#### Problem statement
Print the stretch from the start of the items through the line containing "[[212, 82, 316, 146]]", reproducing every line without change.

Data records
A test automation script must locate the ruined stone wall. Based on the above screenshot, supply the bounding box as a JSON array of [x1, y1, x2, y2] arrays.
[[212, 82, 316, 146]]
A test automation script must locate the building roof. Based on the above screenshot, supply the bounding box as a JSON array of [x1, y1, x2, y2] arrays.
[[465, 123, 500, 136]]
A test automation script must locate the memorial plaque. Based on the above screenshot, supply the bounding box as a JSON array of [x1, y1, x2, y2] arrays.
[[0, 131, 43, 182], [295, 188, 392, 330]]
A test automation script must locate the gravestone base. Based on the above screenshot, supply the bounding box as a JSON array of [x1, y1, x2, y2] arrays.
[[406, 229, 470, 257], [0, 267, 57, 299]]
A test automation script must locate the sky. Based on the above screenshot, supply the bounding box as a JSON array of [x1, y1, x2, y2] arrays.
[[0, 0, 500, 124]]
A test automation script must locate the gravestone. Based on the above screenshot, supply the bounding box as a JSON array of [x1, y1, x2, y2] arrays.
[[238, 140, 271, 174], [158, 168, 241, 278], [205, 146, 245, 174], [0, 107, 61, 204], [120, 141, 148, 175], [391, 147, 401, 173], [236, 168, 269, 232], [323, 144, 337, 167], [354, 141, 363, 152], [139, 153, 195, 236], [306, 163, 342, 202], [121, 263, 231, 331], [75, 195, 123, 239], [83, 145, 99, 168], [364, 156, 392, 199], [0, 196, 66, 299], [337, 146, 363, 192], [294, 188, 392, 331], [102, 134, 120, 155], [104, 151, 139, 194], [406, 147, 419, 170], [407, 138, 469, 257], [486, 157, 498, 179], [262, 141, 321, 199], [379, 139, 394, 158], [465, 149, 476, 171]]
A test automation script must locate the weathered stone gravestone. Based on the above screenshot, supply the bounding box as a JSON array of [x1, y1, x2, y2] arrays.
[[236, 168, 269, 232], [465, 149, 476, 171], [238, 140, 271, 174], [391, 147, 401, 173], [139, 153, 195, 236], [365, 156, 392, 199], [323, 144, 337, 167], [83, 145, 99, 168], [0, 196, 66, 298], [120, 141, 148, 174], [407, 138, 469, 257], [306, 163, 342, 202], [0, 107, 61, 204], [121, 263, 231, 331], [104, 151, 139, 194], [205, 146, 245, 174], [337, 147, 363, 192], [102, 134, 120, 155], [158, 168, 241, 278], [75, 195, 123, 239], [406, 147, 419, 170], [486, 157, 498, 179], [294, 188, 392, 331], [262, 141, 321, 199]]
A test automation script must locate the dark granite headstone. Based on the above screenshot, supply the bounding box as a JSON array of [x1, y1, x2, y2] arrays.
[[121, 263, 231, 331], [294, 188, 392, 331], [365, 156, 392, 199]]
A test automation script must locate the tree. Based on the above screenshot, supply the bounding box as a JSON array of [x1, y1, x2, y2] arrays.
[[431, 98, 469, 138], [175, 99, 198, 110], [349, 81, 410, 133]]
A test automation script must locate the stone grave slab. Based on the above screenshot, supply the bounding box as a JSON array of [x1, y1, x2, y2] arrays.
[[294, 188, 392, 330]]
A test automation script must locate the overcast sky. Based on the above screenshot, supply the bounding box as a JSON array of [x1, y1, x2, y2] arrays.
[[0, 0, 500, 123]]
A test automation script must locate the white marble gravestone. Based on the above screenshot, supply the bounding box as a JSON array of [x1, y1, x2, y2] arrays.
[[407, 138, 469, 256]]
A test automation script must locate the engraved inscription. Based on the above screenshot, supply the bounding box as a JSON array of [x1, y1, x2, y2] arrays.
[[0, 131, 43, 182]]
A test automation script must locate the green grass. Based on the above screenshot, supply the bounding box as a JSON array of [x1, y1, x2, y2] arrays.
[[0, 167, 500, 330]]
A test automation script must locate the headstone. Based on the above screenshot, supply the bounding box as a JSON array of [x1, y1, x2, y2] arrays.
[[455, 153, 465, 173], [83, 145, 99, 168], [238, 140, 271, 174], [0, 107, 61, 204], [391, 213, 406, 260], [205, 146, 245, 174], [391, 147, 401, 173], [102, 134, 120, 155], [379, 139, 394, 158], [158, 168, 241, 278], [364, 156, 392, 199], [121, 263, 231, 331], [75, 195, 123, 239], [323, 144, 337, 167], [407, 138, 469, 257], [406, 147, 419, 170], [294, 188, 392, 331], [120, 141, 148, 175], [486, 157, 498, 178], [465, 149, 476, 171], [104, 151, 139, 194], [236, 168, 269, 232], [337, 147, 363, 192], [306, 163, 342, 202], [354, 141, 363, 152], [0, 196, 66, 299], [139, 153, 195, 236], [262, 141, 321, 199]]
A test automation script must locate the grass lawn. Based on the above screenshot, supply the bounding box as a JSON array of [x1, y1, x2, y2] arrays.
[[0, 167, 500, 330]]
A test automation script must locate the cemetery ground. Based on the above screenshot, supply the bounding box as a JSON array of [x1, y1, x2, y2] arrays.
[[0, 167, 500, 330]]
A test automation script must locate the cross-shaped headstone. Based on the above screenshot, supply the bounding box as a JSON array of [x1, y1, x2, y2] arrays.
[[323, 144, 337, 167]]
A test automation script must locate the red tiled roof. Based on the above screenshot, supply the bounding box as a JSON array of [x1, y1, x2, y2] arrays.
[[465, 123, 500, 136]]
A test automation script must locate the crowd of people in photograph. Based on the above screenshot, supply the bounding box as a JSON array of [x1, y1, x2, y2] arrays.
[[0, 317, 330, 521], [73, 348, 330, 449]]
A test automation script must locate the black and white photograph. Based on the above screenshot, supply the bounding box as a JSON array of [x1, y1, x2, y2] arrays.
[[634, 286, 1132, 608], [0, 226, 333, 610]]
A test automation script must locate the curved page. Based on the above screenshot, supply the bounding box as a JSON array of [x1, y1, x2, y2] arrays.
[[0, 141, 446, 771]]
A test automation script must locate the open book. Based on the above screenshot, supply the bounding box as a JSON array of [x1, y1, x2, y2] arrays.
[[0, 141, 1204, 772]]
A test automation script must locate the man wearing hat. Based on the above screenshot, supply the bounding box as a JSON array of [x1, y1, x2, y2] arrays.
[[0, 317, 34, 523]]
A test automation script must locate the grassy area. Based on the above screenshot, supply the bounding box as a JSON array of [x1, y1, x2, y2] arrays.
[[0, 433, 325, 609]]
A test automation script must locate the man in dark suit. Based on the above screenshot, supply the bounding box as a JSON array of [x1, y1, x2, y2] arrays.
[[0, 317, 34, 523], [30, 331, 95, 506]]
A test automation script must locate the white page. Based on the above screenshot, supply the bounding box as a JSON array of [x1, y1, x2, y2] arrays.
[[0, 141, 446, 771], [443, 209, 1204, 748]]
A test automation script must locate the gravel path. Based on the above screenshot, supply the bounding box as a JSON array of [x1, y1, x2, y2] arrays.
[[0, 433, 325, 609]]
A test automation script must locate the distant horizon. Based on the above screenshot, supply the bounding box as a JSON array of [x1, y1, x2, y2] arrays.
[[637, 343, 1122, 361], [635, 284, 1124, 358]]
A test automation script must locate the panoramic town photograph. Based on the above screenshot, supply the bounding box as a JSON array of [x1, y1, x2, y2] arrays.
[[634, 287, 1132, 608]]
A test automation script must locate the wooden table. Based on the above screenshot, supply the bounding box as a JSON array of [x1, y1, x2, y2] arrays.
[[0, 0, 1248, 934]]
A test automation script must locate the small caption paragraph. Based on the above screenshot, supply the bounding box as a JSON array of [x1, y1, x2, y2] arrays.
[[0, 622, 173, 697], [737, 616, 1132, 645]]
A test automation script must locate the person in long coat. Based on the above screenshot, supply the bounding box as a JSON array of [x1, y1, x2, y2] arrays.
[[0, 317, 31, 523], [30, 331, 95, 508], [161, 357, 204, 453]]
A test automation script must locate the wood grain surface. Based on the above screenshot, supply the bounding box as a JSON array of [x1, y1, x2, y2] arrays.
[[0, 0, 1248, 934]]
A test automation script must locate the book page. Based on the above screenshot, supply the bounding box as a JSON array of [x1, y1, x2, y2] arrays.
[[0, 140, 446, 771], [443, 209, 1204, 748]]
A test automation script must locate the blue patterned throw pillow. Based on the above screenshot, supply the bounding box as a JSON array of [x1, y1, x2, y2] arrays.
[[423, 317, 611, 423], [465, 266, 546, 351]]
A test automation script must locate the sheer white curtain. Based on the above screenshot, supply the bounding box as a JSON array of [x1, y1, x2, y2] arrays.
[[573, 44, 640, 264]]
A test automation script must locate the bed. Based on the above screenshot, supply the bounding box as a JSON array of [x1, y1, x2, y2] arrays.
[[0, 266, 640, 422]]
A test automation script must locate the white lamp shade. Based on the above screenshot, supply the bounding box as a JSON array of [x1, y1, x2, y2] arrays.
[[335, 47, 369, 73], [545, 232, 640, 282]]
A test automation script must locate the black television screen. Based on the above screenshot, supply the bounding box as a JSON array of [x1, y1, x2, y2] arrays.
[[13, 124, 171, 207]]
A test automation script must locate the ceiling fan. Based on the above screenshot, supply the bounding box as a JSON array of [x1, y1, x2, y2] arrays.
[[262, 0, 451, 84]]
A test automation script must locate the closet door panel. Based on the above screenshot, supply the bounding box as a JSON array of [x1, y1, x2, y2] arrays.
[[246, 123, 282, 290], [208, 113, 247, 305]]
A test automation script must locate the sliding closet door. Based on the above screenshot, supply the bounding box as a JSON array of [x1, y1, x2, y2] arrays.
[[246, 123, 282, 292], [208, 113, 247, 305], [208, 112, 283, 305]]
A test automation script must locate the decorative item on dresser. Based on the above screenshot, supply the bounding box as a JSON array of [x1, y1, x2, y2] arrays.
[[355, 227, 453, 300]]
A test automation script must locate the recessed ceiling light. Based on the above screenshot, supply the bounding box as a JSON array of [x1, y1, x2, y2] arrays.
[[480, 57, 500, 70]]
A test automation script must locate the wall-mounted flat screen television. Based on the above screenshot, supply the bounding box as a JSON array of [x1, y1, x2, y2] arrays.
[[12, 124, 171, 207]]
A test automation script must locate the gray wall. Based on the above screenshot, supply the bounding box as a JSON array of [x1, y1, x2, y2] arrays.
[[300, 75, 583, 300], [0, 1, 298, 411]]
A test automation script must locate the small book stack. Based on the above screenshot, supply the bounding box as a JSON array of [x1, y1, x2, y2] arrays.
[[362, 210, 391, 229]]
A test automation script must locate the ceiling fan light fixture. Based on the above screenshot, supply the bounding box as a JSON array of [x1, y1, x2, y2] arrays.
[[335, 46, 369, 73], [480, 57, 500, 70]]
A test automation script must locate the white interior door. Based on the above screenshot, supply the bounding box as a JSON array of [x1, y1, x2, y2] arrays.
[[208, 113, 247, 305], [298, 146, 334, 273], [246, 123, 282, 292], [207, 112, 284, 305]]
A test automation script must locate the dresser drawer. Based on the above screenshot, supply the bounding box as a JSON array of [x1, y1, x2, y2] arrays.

#### Final result
A test automation script must locate the ruined stone wall. Based on the above screenshot, supply the bounding box as a JSON array of [x1, y1, x2, y2] arrays.
[[212, 82, 316, 146]]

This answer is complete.